TRECHO DO TEXTO:

··········

Aqui cabe nos reportar a um problema já solucionado, o qual diz respeito aos dados cadastrais de linhas telefônicas; e a um problema a ser solucionado, o qual diz respeito aos dados cadastrais de clientes bancários.
No que tange aos dados referentes às linhas telefônicas não há mais questionamento sobre eventual violação da intimidade do investigado, tendo-se em vista que os dados são de natureza pública, sendo necessária autorização judicial apenas para a interceptação telefônica, conforme HC 990093116952 SP:
“NULIDADE DE OBTENÇÃO DE DADOS CADASTRAIS DE LINHAS TELEFÔNICAS - Inocorrência -Fornecimento de senha pelo Juiz Corregedor dos Presídios ao Delegado da Corregedoria Auxiliar com a finalidade de célere fornecimento das informações necessárias às/ investigações policiais, tratando-se, neste caso, de quebra de sigilo de dados e não de interceptação telefônica – Ordem Denegada”.

Já, com relação aos dados de natureza bancária, a LC 105/01 estabelece que os dados bancários são sigilosos, podendo, no entanto, serem informados à Autoridade presidente do Inquérito Policial por meio de autorização Judicial, nos moldes do art. 1°, § 4° da referida lei:
“Art. 1o As instituições financeiras conservarão sigilo em suas operações ativas e passivas e serviços prestados.
§ “4o A quebra de sigilo poderá ser decretada, quando necessária para apuração de ocorrência de qualquer ilícito, em qualquer fase do inquérito ou do processo judicial, e especialmente nos seguintes crimes”.

Entretanto, tal entendimento não deverá mais prosperar com a publicação desta nova legislação.
Diante da alegação de que os dados cadastrais não possuem natureza íntima do investigado a Autoridade Policial poderá requisitar diretamente aos bancos informações referentes aos investigados, cabendo a estas instituições informarem a Autoridade Policial os dados requisitados sob pena de cometimento de crime de desobediência.

··········

EXERCÍCIOS:
A) Relacione todos os cargos ou autoridades mencionados no trecho sobre o sigilo de dados cadastrais, com a designação que ali recebem.
B) Dê continuidade ao trecho sobre o sigilo de dados cadastrais a partir do ponto em que ele termina.

MATERIAL DE ESTUDO:
··········

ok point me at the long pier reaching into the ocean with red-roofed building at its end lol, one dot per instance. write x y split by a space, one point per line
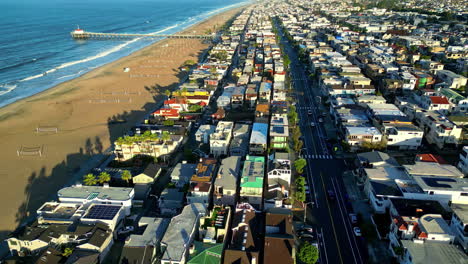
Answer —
81 34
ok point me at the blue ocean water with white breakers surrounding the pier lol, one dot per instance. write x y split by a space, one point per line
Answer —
37 52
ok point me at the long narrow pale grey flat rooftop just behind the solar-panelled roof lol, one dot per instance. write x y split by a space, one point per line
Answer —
96 192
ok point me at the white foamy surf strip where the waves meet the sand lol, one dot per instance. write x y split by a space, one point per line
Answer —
210 15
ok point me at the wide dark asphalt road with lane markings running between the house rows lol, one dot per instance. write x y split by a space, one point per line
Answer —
330 218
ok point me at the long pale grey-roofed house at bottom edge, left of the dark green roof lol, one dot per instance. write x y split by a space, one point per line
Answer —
180 233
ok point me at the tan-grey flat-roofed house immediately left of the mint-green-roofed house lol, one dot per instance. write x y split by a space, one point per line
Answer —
225 184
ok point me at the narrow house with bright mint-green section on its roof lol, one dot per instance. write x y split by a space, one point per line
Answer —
251 185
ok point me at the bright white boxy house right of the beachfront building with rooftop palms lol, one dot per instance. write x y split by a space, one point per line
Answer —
221 138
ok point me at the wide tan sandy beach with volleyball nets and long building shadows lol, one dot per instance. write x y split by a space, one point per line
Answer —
80 110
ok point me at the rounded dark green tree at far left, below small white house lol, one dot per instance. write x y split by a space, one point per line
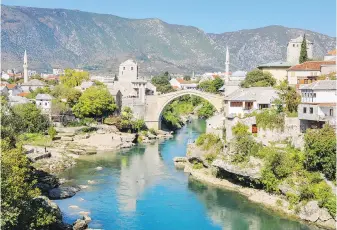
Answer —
30 118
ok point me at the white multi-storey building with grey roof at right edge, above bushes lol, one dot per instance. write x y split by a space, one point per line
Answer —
318 105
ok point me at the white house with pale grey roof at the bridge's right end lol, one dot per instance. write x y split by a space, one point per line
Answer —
247 100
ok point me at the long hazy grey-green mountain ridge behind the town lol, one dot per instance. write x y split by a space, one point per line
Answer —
99 42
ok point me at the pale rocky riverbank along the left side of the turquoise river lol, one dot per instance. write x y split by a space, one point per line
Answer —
69 144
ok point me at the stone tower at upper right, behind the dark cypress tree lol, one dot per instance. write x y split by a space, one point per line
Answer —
294 49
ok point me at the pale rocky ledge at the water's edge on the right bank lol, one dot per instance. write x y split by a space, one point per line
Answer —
221 173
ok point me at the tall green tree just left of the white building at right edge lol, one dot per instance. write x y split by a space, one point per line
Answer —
288 96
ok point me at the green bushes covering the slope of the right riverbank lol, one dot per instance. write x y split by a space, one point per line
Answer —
305 174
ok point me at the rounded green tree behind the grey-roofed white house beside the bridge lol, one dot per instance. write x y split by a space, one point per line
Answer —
258 78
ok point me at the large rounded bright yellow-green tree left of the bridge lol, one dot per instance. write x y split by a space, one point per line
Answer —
95 102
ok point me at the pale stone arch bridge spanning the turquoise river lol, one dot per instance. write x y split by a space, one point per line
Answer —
155 104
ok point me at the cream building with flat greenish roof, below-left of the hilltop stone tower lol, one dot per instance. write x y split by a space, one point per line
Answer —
277 69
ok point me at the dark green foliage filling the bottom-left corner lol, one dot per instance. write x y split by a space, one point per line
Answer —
18 208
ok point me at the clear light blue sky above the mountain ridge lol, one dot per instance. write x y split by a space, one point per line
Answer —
212 16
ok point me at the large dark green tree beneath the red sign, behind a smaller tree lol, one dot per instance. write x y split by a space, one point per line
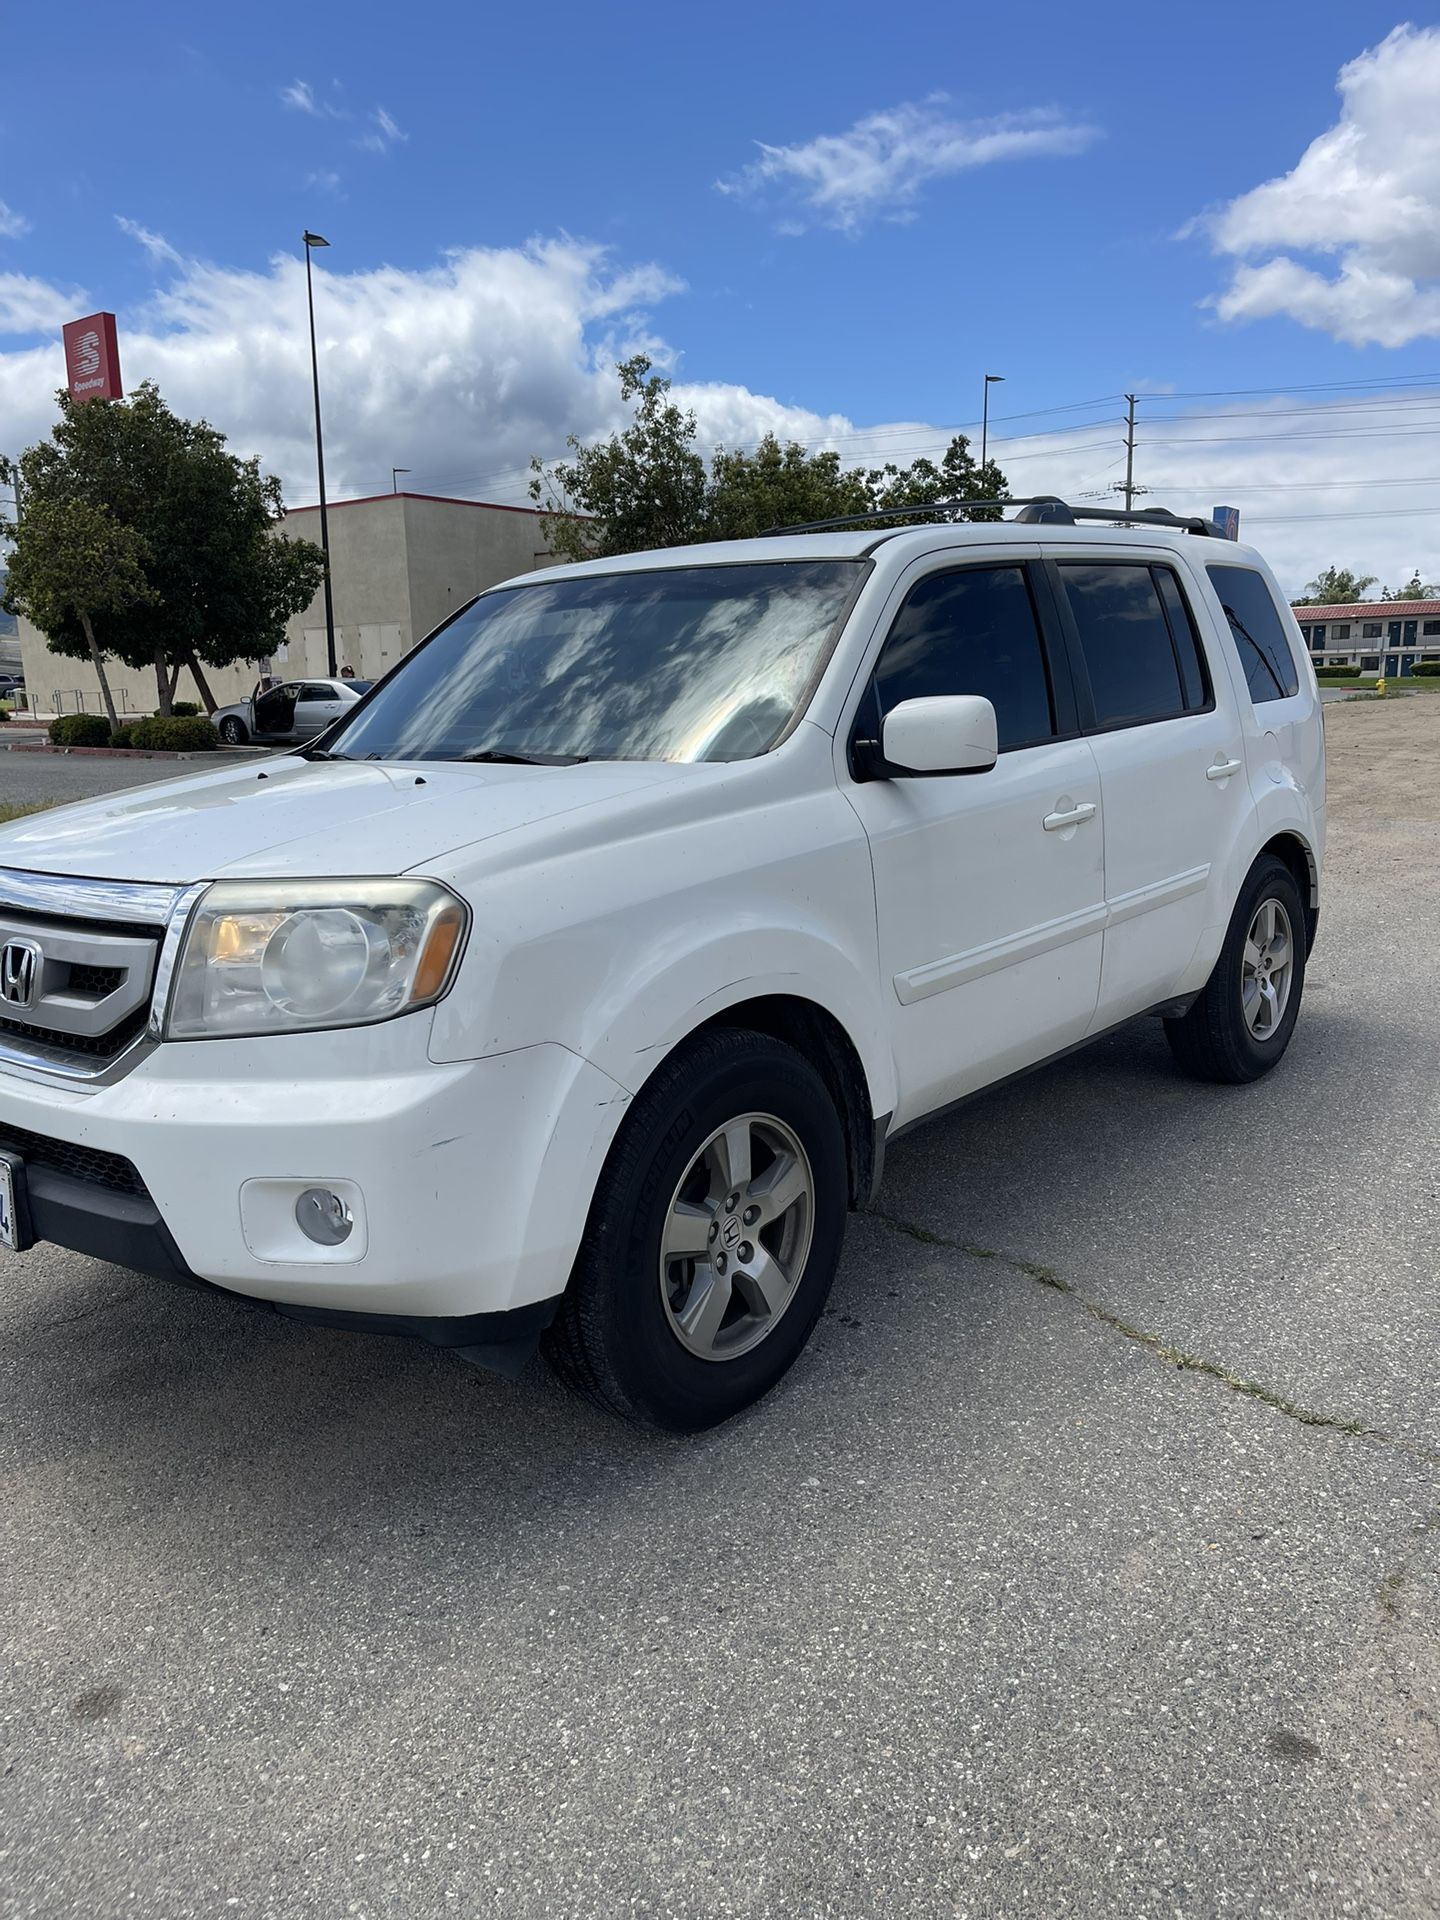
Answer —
222 585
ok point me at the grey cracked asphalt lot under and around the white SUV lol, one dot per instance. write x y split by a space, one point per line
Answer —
1090 1562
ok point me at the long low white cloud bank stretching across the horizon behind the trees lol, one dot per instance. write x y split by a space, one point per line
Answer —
469 368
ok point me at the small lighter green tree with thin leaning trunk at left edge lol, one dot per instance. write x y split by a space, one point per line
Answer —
78 564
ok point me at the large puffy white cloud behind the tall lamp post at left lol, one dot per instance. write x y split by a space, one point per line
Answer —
460 372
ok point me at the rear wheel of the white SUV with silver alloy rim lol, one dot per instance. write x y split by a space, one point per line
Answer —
1243 1022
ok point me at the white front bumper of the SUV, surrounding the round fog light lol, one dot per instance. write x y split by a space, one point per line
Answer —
471 1180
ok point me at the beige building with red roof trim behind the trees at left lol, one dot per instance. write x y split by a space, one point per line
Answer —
400 564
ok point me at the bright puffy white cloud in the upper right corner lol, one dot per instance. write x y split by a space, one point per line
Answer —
1362 203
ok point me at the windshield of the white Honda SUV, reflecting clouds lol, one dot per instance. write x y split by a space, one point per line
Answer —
688 663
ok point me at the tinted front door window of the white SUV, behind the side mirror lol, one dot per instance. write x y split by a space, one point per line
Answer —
972 633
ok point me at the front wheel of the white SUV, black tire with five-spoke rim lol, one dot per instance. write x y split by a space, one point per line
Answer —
713 1237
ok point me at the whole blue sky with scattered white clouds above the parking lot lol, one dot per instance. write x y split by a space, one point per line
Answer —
828 222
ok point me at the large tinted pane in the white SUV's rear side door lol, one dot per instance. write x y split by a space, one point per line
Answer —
1126 642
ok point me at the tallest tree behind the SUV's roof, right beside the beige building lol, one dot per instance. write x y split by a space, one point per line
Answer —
640 489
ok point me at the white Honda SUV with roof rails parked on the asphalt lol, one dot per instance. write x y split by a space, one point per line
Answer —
575 982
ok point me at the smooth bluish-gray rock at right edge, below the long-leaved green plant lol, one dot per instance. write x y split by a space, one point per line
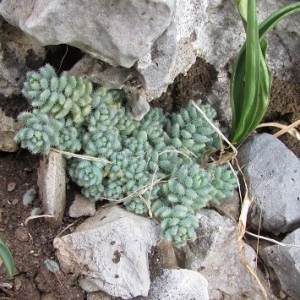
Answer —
272 173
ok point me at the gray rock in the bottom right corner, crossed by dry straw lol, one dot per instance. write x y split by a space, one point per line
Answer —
286 264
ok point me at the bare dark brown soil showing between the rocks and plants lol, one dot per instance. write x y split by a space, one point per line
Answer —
31 245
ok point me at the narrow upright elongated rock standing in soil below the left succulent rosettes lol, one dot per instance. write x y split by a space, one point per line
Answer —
52 187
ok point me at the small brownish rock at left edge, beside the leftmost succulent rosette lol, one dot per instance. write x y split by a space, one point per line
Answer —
8 129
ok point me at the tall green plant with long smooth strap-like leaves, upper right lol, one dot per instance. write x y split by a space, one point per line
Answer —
251 78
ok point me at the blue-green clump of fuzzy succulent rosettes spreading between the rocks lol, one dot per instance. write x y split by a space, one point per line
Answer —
153 166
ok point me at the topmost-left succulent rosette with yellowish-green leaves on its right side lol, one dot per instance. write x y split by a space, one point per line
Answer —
58 96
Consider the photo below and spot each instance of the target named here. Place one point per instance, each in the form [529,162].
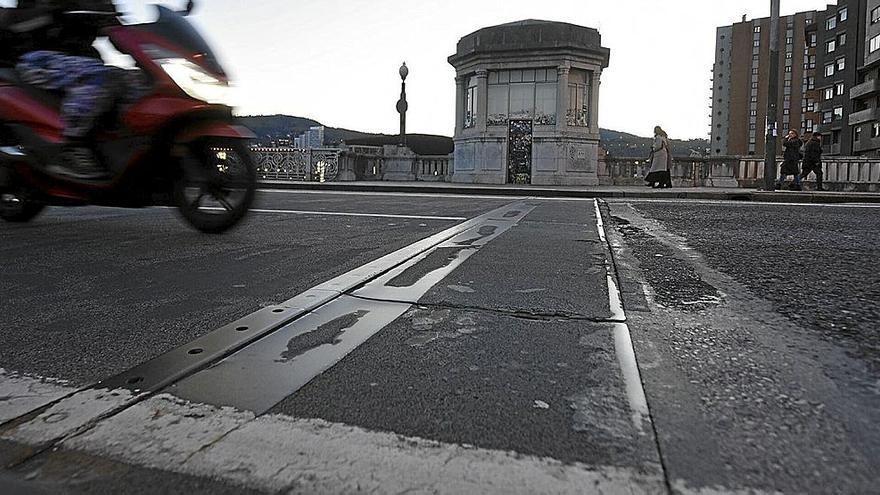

··········

RESPOSTAS:
A)
- Juiz Corregedor dos Presídios
- Delegado da Corregedoria Auxiliar
- Autoridade presidente do Inquérito Policial
- Autoridade Policial

B)
A lei 12.830 traz ainda normas garantidoras ao Delegado de Polícia nos seus § 3º e 4º:
“§ 4o O inquérito policial ou outro procedimento previsto em lei em curso somente poderá ser avocado ou redistribuído por superior hierárquico, mediante despacho fundamentado, por motivo de interesse público ou nas hipóteses de inobservância dos procedimentos previstos em regulamento da corporação que prejudique a eficácia da investigação”.
“§ 5o A remoção do delegado de polícia dar-se-á somente por ato fundamentado”.

Tais normas não demandam muito estudo e ali foram postas para impedir a ingerência política em relação a uma investigação em andamento.
A instituição Policia Civil atingiu um alto grau de maturidade, e os profissionais que hoje nela atuam possuem responsabilidade profissional, não havendo mais que se falar, ou sequer admitir, ingerência política durante as investigações, sendo que o profissional de policia deve se basear na ética, trazendo os parágrafos mencionados a tranquilidade funcional para o bom desenvolvimento das atividades investigativas.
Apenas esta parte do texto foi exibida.